#### Direction 1
In the query engine text, what are the two main functions of the Query Engine?

── Selected text

2. Cost-Based Optimizer (CBO): Cost-Based Optimizers generate many different execution plans, apply a cost model to all of them and select the one with the best cost value for execution.

We have used a simple rule-basedquery optimizer, that will use Index Fileif the column has been indexed.

Instead of Query Engine, we could also use Apache Calcite to perform both Parsing and Query Optimization. I did try it out and it works pretty well.

Below is a high-level execution flow of the Query Engine, Execution Engine, and Storage Engine.

Query Engine Flow

Basic Query Engine

The Query Engine has 2 main functions, doQuery, and doUpdate (we invoked them in the CLI code)

The QueryEngine’s code simply invokes the BasicPlanner createQueryPlan or executeUpdate and prints the results.

//BasicQueryEngine.java

public TableDto doQuery(String sql) {
// Call Planner
Transaction tx = newTx();
Plan p = planner.createQueryPlan(sql, tx);

// Print the result
RORecordScan s = p.open();
List<String> columnNames = p.schema().fields();
List<List<String>> rows = new ArrayList<>();
while (s.next()) {
List<String> row = new ArrayList<>();
for (String field : columnNames)
row.add(s.getVal(field).toString());
rows.add(row);
}

s.close();
tx.commit();

return new TableDto(columnNames, rows);
}

public TableDto doUpdate(String sql) {
// Call Planner
Transaction tx = newTx();
int updatedRows = planner.executeUpdate(sql, tx);
tx.commit();

// Print the result
String message = updatedRows + " " + (updatedRows == 1 ? "row" : "rows") + " updated.";
return new TableDto(message);
}

Basic Planner (Facade Pattern)

────
── Records provided

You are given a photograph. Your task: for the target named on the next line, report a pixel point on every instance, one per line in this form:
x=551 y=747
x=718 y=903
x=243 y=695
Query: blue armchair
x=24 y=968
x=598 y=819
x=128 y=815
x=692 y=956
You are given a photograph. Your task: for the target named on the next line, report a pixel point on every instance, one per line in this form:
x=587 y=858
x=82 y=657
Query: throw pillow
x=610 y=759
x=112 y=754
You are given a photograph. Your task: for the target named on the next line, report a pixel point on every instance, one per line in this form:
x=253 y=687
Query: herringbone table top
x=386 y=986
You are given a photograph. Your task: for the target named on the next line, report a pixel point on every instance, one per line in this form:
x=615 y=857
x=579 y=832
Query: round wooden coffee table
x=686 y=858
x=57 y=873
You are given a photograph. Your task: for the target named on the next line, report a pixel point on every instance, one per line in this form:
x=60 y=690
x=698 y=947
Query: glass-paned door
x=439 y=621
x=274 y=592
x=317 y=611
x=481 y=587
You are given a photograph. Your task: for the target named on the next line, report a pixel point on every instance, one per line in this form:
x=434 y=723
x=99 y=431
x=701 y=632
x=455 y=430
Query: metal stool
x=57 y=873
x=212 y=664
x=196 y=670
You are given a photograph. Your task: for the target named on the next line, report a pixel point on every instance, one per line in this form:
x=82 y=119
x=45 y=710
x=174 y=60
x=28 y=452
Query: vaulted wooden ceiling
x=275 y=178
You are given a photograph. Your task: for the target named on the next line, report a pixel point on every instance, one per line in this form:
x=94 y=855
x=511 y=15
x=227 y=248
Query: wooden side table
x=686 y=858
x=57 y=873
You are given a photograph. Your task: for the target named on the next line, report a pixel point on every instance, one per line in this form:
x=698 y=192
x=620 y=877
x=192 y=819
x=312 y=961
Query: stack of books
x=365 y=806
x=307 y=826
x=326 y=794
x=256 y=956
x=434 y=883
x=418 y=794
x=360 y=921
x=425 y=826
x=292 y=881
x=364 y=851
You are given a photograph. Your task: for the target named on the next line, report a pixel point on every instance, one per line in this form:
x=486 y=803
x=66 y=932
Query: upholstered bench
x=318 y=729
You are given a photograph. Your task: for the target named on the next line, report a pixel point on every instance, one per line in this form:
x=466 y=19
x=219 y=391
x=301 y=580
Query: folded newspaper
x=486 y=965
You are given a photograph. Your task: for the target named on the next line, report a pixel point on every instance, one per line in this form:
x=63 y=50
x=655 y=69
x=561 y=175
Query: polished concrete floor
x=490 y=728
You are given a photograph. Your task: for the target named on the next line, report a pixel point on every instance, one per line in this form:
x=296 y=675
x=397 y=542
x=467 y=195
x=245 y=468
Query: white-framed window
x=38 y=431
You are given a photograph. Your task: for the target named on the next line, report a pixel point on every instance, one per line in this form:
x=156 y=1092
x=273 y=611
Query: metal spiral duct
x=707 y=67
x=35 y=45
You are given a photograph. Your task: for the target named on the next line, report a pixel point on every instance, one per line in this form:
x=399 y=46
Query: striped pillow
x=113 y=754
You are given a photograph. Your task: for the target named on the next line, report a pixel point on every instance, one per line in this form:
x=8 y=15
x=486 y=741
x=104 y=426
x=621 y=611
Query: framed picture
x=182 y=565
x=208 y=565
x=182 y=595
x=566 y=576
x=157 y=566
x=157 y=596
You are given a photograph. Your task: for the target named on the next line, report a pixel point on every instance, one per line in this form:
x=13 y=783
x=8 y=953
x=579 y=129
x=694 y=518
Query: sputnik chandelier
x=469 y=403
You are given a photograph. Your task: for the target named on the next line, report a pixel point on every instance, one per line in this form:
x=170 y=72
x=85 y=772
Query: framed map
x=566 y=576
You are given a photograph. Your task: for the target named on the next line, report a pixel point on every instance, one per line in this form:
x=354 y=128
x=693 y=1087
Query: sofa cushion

────

#### Direction 2
Collect every line of the entries that contains the word "metal". Case counts.

#### Output 1
doQuery and doUpdate.

#### Output 2
Query: metal stool
Query: metal spiral duct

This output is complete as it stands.